**Problem to solve**
Write each line word for word, from the line that contains "woman's face, every" through the last line of the material below.

**Material for this task**
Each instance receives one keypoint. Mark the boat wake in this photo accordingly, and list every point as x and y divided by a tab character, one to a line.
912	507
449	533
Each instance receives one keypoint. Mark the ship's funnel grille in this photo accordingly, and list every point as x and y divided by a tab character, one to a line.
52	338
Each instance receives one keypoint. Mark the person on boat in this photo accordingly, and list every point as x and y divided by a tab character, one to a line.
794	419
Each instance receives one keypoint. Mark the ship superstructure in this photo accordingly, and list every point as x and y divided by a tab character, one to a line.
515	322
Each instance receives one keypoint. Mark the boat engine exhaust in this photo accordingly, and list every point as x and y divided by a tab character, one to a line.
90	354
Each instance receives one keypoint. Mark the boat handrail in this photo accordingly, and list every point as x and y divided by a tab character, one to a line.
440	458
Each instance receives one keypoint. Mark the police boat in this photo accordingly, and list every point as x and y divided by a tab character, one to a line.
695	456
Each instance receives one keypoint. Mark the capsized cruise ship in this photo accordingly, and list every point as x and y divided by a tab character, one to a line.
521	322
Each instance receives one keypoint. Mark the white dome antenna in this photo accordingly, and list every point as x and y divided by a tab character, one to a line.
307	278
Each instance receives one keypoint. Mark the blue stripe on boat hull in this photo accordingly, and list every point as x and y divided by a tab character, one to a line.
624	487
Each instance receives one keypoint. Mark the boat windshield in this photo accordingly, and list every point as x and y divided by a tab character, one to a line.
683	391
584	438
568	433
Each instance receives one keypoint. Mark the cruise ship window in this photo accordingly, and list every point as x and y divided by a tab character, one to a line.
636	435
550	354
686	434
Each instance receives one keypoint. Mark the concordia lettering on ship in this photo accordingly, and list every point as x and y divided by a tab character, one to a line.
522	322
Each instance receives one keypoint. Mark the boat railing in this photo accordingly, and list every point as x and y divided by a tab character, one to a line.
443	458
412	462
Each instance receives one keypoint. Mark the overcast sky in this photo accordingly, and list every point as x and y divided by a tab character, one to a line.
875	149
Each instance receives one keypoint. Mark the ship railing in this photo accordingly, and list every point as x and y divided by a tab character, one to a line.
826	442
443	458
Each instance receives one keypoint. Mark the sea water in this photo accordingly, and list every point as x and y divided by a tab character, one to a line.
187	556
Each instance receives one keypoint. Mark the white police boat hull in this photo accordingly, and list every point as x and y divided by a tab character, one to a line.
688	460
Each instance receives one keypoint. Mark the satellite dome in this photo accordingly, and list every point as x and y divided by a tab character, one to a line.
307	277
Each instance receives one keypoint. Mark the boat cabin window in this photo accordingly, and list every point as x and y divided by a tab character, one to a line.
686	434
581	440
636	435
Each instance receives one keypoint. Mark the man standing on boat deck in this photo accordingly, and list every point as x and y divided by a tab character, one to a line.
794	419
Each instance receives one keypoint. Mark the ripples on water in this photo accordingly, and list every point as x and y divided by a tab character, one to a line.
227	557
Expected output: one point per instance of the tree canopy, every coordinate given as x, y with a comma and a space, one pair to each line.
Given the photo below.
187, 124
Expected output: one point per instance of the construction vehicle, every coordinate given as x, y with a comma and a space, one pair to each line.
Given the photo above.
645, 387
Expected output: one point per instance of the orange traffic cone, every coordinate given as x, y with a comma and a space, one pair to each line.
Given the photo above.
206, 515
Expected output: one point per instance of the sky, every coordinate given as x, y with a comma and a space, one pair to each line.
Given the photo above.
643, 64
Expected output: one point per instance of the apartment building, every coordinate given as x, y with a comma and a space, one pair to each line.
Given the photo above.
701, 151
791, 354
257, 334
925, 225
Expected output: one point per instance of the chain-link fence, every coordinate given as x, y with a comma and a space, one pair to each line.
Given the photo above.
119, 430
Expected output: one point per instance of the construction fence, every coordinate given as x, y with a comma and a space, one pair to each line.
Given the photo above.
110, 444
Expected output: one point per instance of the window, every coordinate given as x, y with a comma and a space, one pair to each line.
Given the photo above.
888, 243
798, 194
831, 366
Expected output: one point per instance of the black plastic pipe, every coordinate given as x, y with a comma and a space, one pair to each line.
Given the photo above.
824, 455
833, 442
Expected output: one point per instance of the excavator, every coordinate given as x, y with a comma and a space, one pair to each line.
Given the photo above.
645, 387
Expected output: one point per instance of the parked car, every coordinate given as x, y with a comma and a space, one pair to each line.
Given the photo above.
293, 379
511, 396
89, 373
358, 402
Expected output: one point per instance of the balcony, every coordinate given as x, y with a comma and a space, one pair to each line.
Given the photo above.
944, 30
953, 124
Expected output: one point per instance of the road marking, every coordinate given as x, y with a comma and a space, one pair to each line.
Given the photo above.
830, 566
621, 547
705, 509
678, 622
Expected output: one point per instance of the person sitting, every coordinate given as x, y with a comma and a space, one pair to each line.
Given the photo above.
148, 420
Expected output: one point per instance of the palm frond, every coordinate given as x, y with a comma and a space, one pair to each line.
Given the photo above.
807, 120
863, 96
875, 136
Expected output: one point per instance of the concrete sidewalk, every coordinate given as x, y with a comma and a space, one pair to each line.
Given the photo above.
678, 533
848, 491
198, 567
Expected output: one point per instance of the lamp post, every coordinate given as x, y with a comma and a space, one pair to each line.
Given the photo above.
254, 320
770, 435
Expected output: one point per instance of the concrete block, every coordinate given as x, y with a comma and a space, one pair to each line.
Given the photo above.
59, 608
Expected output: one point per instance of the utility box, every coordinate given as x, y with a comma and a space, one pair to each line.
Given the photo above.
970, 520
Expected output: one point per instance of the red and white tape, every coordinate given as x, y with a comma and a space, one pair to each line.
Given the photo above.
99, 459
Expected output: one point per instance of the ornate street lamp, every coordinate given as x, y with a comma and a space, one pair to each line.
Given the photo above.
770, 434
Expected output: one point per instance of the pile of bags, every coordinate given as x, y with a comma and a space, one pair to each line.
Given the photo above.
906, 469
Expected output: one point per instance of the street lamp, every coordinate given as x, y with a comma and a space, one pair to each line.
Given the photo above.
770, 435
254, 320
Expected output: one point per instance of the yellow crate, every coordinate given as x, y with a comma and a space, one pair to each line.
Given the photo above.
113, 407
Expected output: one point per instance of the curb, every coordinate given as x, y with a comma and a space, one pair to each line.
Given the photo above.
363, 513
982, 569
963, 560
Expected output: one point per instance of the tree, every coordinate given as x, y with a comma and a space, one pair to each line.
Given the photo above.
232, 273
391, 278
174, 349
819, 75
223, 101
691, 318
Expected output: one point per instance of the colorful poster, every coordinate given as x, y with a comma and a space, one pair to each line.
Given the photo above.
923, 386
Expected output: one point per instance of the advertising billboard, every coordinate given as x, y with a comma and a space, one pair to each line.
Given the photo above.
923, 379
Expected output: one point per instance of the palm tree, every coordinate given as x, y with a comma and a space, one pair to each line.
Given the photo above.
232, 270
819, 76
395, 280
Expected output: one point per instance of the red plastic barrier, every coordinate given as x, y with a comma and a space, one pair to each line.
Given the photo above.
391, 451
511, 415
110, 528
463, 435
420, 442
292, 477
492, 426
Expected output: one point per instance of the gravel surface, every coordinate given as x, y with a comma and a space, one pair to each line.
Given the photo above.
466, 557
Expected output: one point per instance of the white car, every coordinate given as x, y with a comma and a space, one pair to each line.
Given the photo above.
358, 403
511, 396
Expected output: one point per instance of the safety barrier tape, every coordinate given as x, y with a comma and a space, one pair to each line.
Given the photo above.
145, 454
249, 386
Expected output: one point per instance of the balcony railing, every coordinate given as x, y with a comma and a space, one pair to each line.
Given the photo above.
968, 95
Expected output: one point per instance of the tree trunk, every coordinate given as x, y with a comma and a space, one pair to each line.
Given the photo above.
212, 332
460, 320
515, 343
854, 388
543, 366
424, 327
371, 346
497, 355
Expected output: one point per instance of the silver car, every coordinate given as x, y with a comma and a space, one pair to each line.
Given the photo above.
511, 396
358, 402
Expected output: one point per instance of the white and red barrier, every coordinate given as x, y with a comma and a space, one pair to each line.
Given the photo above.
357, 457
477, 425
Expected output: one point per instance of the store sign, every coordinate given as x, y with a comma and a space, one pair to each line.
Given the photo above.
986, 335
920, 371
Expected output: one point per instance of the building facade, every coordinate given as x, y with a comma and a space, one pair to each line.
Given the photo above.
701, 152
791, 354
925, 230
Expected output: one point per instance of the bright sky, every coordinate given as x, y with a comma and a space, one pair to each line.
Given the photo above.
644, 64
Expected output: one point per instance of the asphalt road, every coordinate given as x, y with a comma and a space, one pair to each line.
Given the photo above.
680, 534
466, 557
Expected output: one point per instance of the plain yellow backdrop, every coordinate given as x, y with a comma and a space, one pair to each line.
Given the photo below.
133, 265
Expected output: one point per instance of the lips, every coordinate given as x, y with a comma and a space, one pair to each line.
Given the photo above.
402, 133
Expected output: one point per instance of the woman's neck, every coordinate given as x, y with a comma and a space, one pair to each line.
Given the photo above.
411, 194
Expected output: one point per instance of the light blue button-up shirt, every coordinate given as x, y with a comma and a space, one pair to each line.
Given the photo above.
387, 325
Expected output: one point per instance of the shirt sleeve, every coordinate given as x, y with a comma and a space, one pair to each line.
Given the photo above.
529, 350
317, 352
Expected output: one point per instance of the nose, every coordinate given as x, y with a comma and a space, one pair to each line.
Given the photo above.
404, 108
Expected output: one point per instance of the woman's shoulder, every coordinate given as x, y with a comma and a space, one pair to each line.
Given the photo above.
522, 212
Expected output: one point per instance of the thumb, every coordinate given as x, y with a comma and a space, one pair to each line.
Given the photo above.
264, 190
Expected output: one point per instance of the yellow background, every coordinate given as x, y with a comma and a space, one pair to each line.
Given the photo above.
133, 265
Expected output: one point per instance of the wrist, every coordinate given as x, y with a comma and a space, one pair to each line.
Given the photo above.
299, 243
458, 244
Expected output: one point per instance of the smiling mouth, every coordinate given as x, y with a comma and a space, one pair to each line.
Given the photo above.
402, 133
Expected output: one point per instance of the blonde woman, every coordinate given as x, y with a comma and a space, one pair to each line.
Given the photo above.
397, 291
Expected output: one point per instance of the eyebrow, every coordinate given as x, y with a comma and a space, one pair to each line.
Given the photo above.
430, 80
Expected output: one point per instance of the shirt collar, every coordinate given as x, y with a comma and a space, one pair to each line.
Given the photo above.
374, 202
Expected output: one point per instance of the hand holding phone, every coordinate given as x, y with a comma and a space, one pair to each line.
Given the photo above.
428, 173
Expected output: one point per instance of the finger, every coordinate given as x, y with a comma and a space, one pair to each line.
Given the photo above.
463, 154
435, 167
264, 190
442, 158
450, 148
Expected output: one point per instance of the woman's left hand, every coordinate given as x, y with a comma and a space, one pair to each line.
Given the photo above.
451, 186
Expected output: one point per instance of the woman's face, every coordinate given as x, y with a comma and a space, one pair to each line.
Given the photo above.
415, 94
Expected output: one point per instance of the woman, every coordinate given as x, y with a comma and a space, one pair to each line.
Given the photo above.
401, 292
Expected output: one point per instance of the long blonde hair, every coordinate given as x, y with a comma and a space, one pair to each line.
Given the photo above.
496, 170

**Answer to the problem**
Expected output: one point per instance of the woman's face, every coordinate given as x, y with a comma and a space, one pair to each line.
Given the photo above.
415, 94
Expected output: one point per instance of the woman, every coordinate given as x, y with a comma and a space, one pair to each line.
Given the photo above.
401, 292
Expected output: one point per instance of the long blonde hair, every coordinate given as x, y with a comma and a space, one pair to each line.
Given the photo above.
496, 170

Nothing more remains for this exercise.